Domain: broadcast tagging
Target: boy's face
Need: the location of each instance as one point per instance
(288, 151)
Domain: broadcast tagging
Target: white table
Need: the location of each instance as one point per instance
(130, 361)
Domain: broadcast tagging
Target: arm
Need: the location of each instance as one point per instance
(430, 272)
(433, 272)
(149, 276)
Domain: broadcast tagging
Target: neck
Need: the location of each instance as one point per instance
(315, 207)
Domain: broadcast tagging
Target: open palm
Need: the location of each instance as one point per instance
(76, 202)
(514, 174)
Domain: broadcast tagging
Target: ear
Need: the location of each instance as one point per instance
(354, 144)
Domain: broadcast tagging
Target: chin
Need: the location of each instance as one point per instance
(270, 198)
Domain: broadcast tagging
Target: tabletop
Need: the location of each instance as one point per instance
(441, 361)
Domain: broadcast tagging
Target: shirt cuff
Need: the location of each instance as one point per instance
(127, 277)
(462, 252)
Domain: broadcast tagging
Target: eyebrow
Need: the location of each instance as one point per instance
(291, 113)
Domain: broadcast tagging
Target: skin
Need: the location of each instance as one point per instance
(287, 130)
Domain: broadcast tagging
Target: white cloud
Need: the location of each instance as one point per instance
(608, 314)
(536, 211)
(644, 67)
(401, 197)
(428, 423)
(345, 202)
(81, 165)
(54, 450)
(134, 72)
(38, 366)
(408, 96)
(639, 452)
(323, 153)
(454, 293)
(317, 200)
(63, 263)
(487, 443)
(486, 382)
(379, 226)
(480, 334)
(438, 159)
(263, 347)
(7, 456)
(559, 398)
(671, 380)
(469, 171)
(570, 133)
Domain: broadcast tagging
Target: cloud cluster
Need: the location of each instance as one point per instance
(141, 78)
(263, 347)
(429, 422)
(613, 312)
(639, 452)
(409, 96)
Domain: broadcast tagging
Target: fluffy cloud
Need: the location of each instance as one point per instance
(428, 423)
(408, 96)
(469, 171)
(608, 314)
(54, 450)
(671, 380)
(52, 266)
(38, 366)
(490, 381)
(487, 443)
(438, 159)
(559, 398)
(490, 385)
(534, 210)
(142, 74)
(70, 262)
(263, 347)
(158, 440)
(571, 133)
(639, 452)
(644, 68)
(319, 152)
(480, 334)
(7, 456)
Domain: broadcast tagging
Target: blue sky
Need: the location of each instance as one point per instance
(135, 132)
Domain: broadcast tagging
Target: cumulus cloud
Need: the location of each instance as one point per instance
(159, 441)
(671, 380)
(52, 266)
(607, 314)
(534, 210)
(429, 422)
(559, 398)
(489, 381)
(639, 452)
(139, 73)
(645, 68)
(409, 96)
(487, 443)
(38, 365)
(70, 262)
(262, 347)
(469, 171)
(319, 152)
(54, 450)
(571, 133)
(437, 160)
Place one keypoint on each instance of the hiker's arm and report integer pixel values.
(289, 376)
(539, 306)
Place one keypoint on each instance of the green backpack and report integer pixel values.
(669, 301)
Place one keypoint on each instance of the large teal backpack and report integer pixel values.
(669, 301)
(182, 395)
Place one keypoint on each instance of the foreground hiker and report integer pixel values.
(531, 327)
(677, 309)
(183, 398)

■ The exercise ■
Please reproduce all of the data above word for word, keeping every line in its original order.

■ Response below ■
Domain: broadcast tagging
Target: boy's face
Need: the location of each instance as one point per instance
(288, 151)
Domain: broadcast tagging
Target: white table
Need: the location of each instance as one point per instance
(130, 361)
Domain: broadcast tagging
Target: arm
Need: the location of each instance as one point per instance
(430, 272)
(433, 272)
(149, 276)
Domain: broadcast tagging
Target: neck
Need: the location of each instance as one point per instance
(315, 207)
Domain: broadcast tagging
Target: open palm
Need: the location of each instance as one point per instance
(76, 202)
(514, 174)
Domain: broadcast tagging
Target: ear
Need: the location of each instance as one point per instance
(354, 144)
Domain: broadcast tagging
Target: chin
Need: the location of each instance as one point per instance
(270, 198)
Domain: broadcast tagging
Target: tabletop
Need: the location of each instance as one point per instance
(441, 361)
Domain: broadcast tagging
Target: shirt cuff
Need: the location of each instance as one point per instance
(127, 277)
(462, 252)
Domain: broadcast tagging
Target: eyebrow
Need: the location of each instance as one point per instance
(291, 113)
Domain: broadcast tagging
Target: skin
Need: the location of each instance as one point per instance
(287, 130)
Domain: broadcast tagging
Target: white cloud
Need: the location of each instance as one point per instance
(608, 314)
(536, 211)
(644, 67)
(401, 197)
(428, 423)
(345, 202)
(81, 165)
(54, 450)
(134, 72)
(38, 366)
(408, 96)
(639, 452)
(323, 153)
(454, 293)
(317, 200)
(63, 263)
(487, 443)
(486, 382)
(379, 226)
(480, 334)
(438, 159)
(263, 347)
(7, 456)
(559, 398)
(671, 380)
(469, 171)
(570, 133)
Domain: broadcast tagging
Target: cloud cluster
Need: the location of each instance as one point per instance
(141, 78)
(263, 347)
(429, 422)
(613, 312)
(639, 452)
(409, 96)
Domain: broadcast tagging
Target: fluffy cloud
Need: the location of each instance as one point per instance
(428, 423)
(408, 96)
(469, 171)
(608, 314)
(54, 450)
(671, 380)
(52, 266)
(38, 366)
(490, 381)
(487, 443)
(438, 159)
(559, 398)
(490, 385)
(534, 210)
(142, 74)
(70, 262)
(263, 347)
(158, 440)
(571, 133)
(639, 452)
(644, 68)
(319, 152)
(480, 334)
(7, 456)
Domain: broadcast tagging
Target: blue sky
Need: the location of each instance as one point per instance
(135, 132)
Domain: broadcast tagging
Target: cumulus cloud
Need: the location of each instance as one point per instance
(159, 441)
(671, 380)
(52, 266)
(607, 314)
(534, 210)
(429, 422)
(559, 398)
(489, 381)
(639, 452)
(139, 73)
(645, 68)
(409, 96)
(487, 443)
(38, 365)
(70, 262)
(262, 347)
(469, 171)
(319, 152)
(54, 450)
(571, 133)
(437, 160)
Place one keypoint on each instance of the hiker's arm and report integer pixel values.
(289, 376)
(539, 306)
Place one keypoint on each instance of the green backpack and report integer pixel values.
(669, 301)
Place one keypoint on each instance of the large teal backpack and report integer pixel values.
(669, 301)
(182, 395)
Place one keypoint on each instance of the foreground hiker and report integer pixel values.
(531, 327)
(677, 309)
(183, 398)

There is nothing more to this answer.